# Ziel:
Schreibe den Text zum Austritt aus dem Arbeitgeberverband um, beginnend bei „4 Antworten“ und weiter bis „keine Erfolgsgarantie ;-)“, und setze dabei „Firmentarifvertrag“ anstelle von „Haustarifvertrag“ ein.

# Angezeigter Text:
========================================================================
Firma tritt aus Arbeitgeberverband aus, Gewerkschaftsmitglied werden?
Meine Firma möchte (und wird) aus dem Arbeitgeberverband austreten. Nun wirbt der Betriebsrat häftig damit, dass wir so schnell wie möglich Gewerkschaftsmitglieder werden weil wir da gewissen Vorteile haben. Kann mir jmd kurz stichwortartig sagen ob es da wirklich vorteile gibt?
4 Antworten
Eine starke Gewerkschaft in einem Betrieb ist letztendlich die einzige Möglichkeit, ob es immer klappt ist natürlich eine andere Frage, einen Arbeitgeber dahin zu bringen, wieder einen Tarifvertrag abzuschließen und sei es nur ein Haustarifvertrag. Individuell wird man das nicht schaffen und kann sich natürlich darauf verlassen, dass man so ein toller und unersetzlicher Typ ist, das der Arbeitgeber zumindest einem selbst gute Bezahlung und Arbeitsbedingungen anbietet und dass man es nicht nötig hat, mit seinen Kolleginnen und Kollegen gemeinsam aufzutreten aber auch d besteht keine Erfolgsgarantie ;-)
========================================================================
# Datensätze:
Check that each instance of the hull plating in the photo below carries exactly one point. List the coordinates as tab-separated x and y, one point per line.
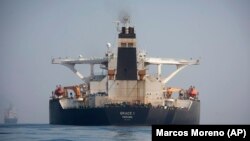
123	115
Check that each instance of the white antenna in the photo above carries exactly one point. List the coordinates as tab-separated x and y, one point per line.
118	26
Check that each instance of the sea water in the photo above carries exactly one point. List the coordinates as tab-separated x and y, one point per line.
47	132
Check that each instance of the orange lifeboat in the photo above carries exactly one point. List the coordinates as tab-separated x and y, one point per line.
192	91
59	91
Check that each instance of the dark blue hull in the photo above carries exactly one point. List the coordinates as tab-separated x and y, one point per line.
123	115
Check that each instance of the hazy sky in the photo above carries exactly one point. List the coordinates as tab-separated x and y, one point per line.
217	32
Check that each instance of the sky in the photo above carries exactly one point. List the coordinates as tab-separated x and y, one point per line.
32	32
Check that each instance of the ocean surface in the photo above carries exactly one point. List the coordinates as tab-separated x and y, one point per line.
47	132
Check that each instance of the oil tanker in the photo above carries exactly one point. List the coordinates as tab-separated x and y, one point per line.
125	93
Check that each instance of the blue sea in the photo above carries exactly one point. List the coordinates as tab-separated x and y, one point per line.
47	132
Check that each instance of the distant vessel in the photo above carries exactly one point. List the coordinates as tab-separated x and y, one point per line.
125	94
10	116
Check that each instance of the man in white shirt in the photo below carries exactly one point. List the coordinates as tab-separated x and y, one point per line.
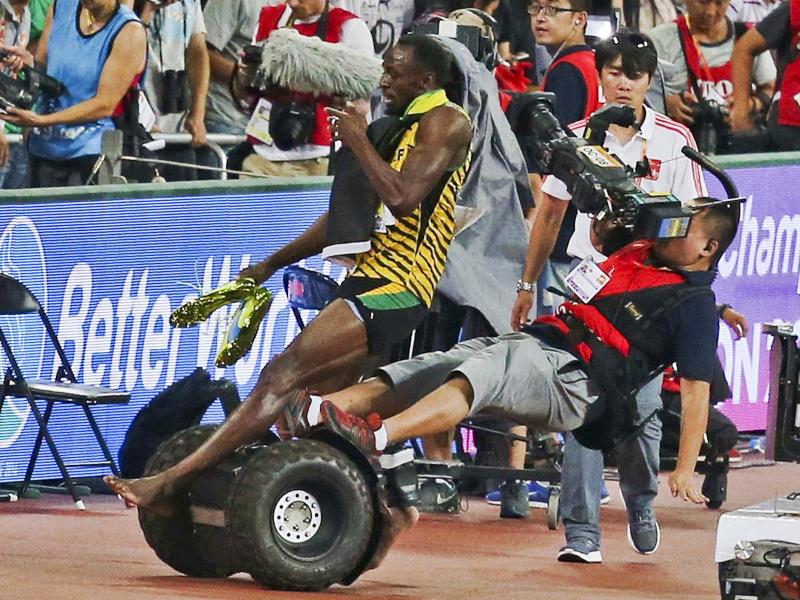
177	62
626	63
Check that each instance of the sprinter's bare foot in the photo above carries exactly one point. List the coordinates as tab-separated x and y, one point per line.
398	520
148	493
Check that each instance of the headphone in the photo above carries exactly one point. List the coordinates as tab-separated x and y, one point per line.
490	32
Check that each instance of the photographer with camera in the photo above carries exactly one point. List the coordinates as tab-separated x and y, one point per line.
177	74
289	130
563	372
626	63
15	29
699	89
99	50
779	31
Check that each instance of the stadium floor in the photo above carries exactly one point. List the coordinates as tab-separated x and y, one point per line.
52	551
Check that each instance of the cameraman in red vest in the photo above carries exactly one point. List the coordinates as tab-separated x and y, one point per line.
779	31
295	153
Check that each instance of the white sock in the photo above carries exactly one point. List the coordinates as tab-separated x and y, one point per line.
381	438
314	410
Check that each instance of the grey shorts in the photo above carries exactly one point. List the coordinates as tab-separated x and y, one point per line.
516	375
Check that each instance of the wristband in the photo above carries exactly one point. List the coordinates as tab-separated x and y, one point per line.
525	286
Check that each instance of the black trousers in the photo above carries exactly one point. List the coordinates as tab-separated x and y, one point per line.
721	431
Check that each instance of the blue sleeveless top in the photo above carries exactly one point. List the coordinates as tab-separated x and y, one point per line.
76	60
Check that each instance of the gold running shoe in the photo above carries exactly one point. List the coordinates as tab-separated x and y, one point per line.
244	327
197	311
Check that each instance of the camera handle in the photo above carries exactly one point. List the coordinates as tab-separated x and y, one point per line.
709	165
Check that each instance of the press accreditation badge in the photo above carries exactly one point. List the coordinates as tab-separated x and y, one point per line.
586	280
258	127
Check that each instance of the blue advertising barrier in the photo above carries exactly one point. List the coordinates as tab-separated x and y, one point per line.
110	264
109	272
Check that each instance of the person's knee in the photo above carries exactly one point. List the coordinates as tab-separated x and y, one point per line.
278	378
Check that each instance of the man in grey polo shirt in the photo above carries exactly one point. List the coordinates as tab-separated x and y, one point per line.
230	25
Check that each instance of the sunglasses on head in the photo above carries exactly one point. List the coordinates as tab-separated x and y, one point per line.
636	40
548	10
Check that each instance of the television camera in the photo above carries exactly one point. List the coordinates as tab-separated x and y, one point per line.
26	87
599	182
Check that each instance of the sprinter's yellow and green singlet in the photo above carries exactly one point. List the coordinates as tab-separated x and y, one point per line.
410	254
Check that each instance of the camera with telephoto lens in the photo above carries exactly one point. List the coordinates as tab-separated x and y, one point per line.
292	120
711	128
600	184
25	88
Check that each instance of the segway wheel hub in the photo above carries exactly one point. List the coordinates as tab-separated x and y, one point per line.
297	516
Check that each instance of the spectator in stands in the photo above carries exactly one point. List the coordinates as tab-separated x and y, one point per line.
39	10
230	25
625	63
751	12
309	156
15	29
644	15
699	45
559	26
177	63
516	37
779	31
386	19
64	141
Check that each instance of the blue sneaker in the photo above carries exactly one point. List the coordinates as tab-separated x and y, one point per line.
580	550
644	534
539	494
493	498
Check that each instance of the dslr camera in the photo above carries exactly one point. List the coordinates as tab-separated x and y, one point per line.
600	184
25	88
711	129
292	118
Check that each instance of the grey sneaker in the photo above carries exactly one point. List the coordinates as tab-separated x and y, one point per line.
644	534
514	500
580	550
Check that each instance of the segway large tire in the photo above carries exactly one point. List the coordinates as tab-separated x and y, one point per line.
172	537
302	514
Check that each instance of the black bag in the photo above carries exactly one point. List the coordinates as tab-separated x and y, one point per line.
291	124
180	406
134	136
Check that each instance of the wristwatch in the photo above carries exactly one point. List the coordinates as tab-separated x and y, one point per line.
525	286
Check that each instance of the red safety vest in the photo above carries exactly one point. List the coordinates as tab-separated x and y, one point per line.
706	76
268	22
582	60
789	104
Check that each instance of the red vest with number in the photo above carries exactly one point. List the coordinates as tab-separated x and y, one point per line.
583	60
789	104
706	76
268	22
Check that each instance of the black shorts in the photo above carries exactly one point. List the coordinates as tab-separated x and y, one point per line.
389	312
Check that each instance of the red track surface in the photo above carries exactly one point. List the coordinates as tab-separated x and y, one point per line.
52	551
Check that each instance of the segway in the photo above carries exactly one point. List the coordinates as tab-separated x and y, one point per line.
298	515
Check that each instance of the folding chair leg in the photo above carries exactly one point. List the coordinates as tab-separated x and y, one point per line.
100	439
44	433
42	422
========================================================================
# Lösung:
4 Antworten
Eine starke Gewerkschaft in einem Betrieb ist letztendlich die einzige Möglichkeit, ob es immer klappt ist natürlich eine andere Frage, einen Arbeitgeber dahin zu bringen, wieder einen Tarifvertrag abzuschließen und sei es nur ein Firmentarifvertrag. Individuell wird man das nicht schaffen und kann sich natürlich darauf verlassen, dass man so ein toller und unersetzlicher Typ ist, das der Arbeitgeber zumindest einem selbst gute Bezahlung und Arbeitsbedingungen anbietet und dass man es nicht nötig hat, mit seinen Kolleginnen und Kollegen gemeinsam aufzutreten aber auch d besteht keine Erfolgsgarantie ;-)